■ **Given request**
Render the records below as a two-column CSV with the header label_request,point. Give one row per record, with its text in label_request and its answer in point, each enclosed in double quotes and with line breaks replaced by spaces.

■ **Data supplied**
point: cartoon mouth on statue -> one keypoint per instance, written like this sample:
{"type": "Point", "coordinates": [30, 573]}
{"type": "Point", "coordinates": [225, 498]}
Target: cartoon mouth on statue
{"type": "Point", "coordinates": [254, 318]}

■ **Solution below**
label_request,point
"point: cartoon mouth on statue -> one keypoint per instance, written like this sample: {""type"": ""Point"", ""coordinates"": [30, 573]} {""type"": ""Point"", ""coordinates"": [225, 498]} Target: cartoon mouth on statue","{""type"": ""Point"", ""coordinates"": [254, 318]}"